BEGIN PROVIDED TEXT

2013-02-07 Thread Demian Brecht
So, it's taken me a little while longer than I figured to actually get the
time to dig around for the question that I had (added to the bottom of
this message for context).. Pretty mundane stuff, but I did the digging
(3.4.0a). Hopefully the results will help anyone else with the same
questions.

http://demianbrecht.github.com/posts/2013/02/07/understanding-len/


However, my research brought up a question (I'm assuming someone here can
answer this):

If a memoryview is representing a non-continuguous block of memory (> 1
ndim), will len(obj) not return incorrect results? It seems to be
reporting the shape of the 0th dim at the moment.. Or is there something
that I'm missing altogether?

Thanks,

Demian Brecht
http://demianbrecht.github.com



On 2012-10-18 5:26 PM, "Terry Reedy"  wrote:

>On 10/18/2012 2:42 PM, Demian Brecht wrote:
>
>> Awesome. Pretty much what I figured. Of course, I'll have to dig around
>> the source just to confirm this with my own eyes (more just curiosity
>> than anything),
>
>If you do, please followup with a report.
>
>-- 
>Terry Jan Reedy
>
>-- 
>http://mail.python.org/mailman/listinfo/python-list

** Quote for context on a necro'd post **

I'm curious as to the implementation (I'd be happy to dig through the
source, just don't have the time right now). I've seen various
implementations across interpreters in the past (some which have been
rather shocking) and I'd like to get some insight into Python (well,
CPython at this point anyway).

END PROVIDED TEXT

■ BRIEF 1:
Quote the mailing list post word for word, starting at "If a memoryview" and ending at "I'm missing altogether?".
The mailing list post and the records are unrelated to each other.

BEGIN RECORDS FOR THE EXERCISE

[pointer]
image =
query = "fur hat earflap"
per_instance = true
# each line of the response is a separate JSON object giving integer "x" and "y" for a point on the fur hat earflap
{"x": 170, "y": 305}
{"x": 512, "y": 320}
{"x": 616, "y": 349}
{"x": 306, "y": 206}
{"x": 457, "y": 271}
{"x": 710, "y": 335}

END RECORDS FOR THE EXERCISE

■ BRIEF 2:
Print all of the records again line by line, with every character unchanged.

■ SOLUTION 1:
If a memoryview is representing a non-continuguous block of memory (> 1
ndim), will len(obj) not return incorrect results? It seems to be
reporting the shape of the 0th dim at the moment.. Or is there something
that I'm missing altogether?

■ SOLUTION 2:
[pointer]
image =
query = "fur hat earflap"
per_instance = true
# each line of the response is a separate JSON object giving integer "x" and "y" for a point on the fur hat earflap
{"x": 170, "y": 305}
{"x": 512, "y": 320}
{"x": 616, "y": 349}
{"x": 306, "y": 206}
{"x": 457, "y": 271}
{"x": 710, "y": 335}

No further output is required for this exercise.